**Supplied passage:**
──────────────────────────────

Lord Justice of Ireland
- Preceded by: William Brabazon
- Succeeded by: Thomas Cusack

Personal details
- Born: June 1490 Buckinghamshire, England
- Died: 2 February 1550 (aged 59) Clonmel, Ireland
- Parents: Thomas Bryan (father); Margaret Bourchier (mother);
- Relatives: Anne Boleyn (half-cousin); Catherine Howard (half-cousin); Jane Seymour (half second cousin)

= Francis Bryan =

English courtier (1490–1550)

Sir Francis Bryan (June 1490 – 2 February 1550) was an English courtier and diplomat during the reign of Henry VIII. He was Chief Gentleman of the Privy chamber and Lord Justice of Ireland. Unlike many of his contemporaries, Bryan always retained Henry's favour, achieving this by altering his opinions to conform to the king's. His rakish sexual life and his lack of principle at the time of his cousin Anne Boleyn's downfall led to his earning the nickname the Vicar of Hell.

──────────────────────────────

**Entries supplied:**
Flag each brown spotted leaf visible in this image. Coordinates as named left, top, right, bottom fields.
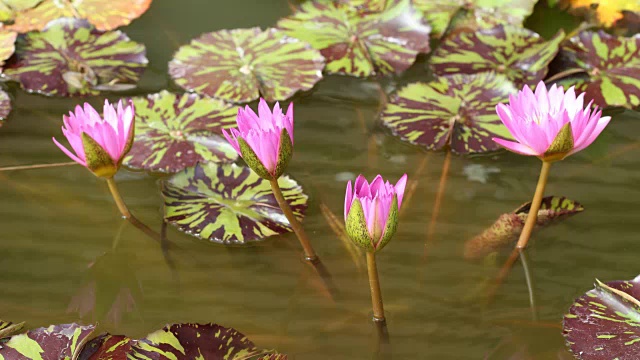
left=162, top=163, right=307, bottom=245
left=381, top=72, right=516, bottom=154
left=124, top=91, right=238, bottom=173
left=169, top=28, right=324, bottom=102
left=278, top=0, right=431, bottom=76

──────────────────────────────

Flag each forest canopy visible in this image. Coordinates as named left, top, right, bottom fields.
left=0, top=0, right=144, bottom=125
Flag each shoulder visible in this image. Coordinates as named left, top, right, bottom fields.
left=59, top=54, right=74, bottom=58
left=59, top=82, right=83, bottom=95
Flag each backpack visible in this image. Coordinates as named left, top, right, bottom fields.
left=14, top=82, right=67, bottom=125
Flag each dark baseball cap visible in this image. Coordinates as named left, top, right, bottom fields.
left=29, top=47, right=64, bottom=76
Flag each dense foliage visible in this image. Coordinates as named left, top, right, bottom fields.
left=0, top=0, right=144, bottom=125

──────────────────────────────

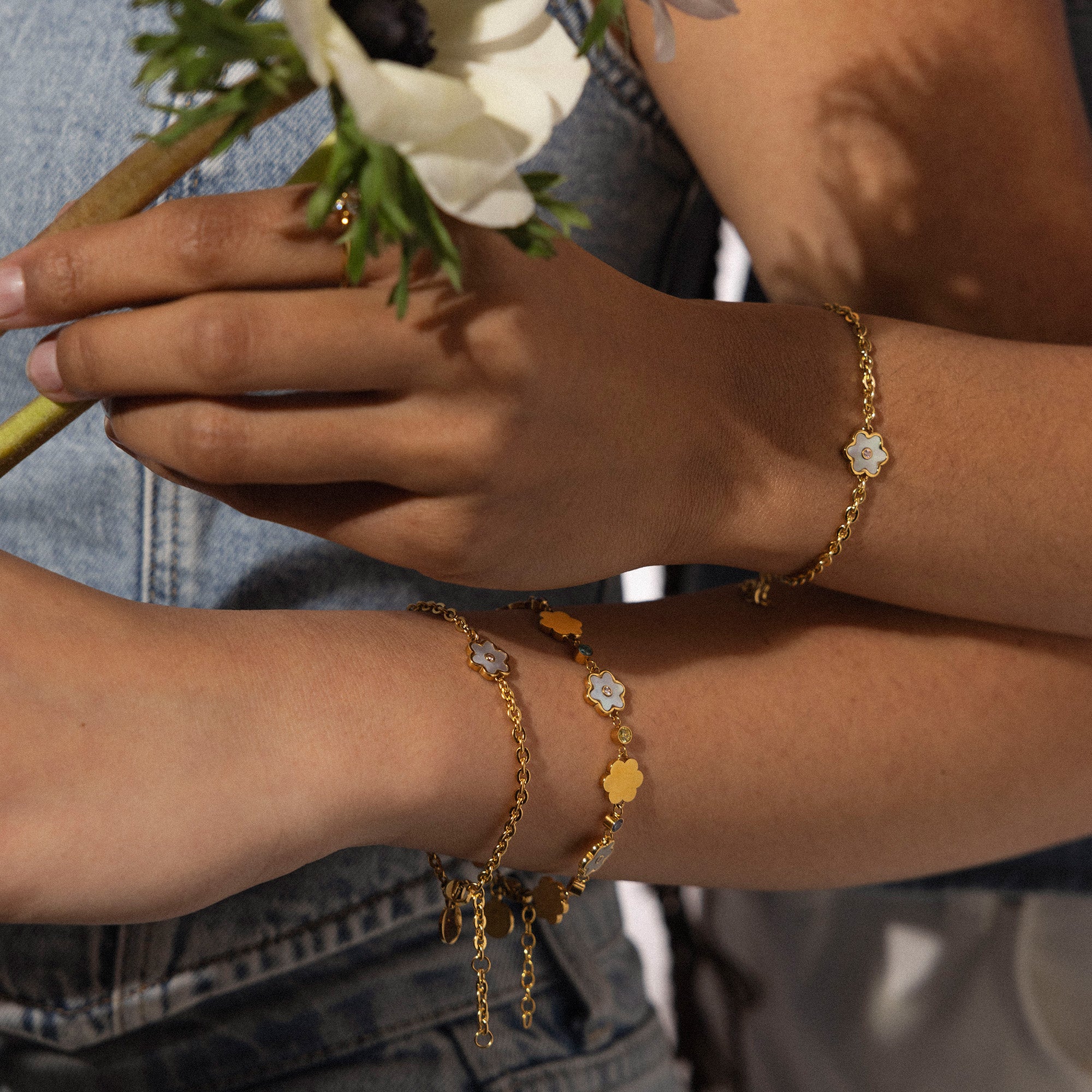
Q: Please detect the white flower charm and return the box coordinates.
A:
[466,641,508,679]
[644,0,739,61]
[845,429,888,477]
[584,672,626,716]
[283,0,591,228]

──────────────────────────────

Answer the following from the passage on Francis Bryan:
(a) Who succeeded him as Lord Justice of Ireland?
(b) Where did he die?
(c) What nickname did he earn?

**Written reply:**
(a) Thomas Cusack
(b) Clonmel, Ireland
(c) The Vicar of Hell